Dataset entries
--------------------------------------------------

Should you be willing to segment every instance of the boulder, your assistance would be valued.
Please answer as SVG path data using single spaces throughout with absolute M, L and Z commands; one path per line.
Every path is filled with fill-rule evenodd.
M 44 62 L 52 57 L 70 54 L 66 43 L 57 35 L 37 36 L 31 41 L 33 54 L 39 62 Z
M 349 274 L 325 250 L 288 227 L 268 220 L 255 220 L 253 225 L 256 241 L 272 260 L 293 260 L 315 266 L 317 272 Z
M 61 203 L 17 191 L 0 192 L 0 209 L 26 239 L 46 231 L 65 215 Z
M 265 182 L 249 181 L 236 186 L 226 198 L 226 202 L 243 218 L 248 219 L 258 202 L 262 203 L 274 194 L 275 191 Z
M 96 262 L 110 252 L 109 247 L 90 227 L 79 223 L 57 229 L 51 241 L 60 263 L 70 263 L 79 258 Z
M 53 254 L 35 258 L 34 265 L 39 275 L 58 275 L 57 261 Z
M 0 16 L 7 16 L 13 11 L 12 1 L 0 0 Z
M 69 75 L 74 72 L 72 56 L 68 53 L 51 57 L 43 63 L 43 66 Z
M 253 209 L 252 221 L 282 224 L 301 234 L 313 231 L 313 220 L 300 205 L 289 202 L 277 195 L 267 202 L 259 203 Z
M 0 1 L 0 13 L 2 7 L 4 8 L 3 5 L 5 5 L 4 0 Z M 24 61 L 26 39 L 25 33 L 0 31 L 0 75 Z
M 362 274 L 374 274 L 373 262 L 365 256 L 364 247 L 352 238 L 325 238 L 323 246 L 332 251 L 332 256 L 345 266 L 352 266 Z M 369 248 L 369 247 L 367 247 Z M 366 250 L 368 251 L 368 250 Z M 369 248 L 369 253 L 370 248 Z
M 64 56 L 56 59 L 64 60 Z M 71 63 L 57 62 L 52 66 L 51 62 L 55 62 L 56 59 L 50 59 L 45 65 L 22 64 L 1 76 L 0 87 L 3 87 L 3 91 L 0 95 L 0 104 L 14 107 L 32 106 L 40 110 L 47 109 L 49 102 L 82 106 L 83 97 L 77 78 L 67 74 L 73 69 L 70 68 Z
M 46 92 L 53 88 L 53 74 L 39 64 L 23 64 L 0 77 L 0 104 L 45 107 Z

--------------------------------------------------

> [What you have to do]: All of the data above needs to be transcribed verbatim.

> [Exercise result]:
Should you be willing to segment every instance of the boulder, your assistance would be valued.
Please answer as SVG path data using single spaces throughout with absolute M, L and Z commands; one path per line.
Every path is filled with fill-rule evenodd.
M 44 62 L 52 57 L 70 54 L 66 43 L 57 35 L 37 36 L 31 41 L 33 54 L 39 62 Z
M 349 274 L 325 250 L 288 227 L 268 220 L 255 220 L 253 225 L 256 241 L 272 260 L 293 260 L 315 266 L 317 272 Z
M 61 203 L 17 191 L 0 192 L 0 209 L 26 239 L 46 231 L 65 215 Z
M 265 182 L 249 181 L 236 186 L 226 198 L 226 202 L 243 218 L 248 219 L 258 202 L 262 203 L 274 194 L 275 191 Z
M 96 262 L 110 252 L 109 247 L 90 227 L 79 223 L 57 229 L 51 241 L 60 263 L 70 263 L 79 258 Z
M 53 254 L 35 258 L 34 265 L 39 275 L 58 275 L 57 261 Z
M 0 16 L 7 16 L 13 11 L 12 1 L 0 0 Z
M 69 75 L 74 72 L 72 56 L 68 53 L 51 57 L 43 63 L 43 66 Z
M 253 209 L 252 221 L 282 224 L 301 234 L 313 231 L 313 220 L 300 205 L 289 202 L 277 195 L 267 202 L 259 203 Z
M 0 1 L 0 13 L 2 7 L 4 8 L 3 5 L 5 5 L 4 0 Z M 24 61 L 26 39 L 25 33 L 0 31 L 0 75 Z
M 362 274 L 374 274 L 373 262 L 365 256 L 364 247 L 352 238 L 325 238 L 323 246 L 332 251 L 332 256 L 345 266 L 352 266 Z M 369 248 L 369 247 L 367 247 Z M 366 250 L 368 251 L 368 250 Z M 369 248 L 369 253 L 370 248 Z
M 64 56 L 56 59 L 64 60 Z M 71 63 L 57 62 L 52 66 L 51 62 L 55 62 L 56 59 L 50 59 L 45 65 L 22 64 L 1 76 L 0 87 L 3 87 L 3 91 L 0 95 L 0 104 L 14 107 L 32 106 L 40 110 L 47 109 L 49 102 L 82 106 L 83 97 L 77 78 L 67 74 L 73 69 L 70 68 Z
M 46 92 L 53 88 L 53 74 L 39 64 L 23 64 L 0 77 L 0 104 L 45 107 Z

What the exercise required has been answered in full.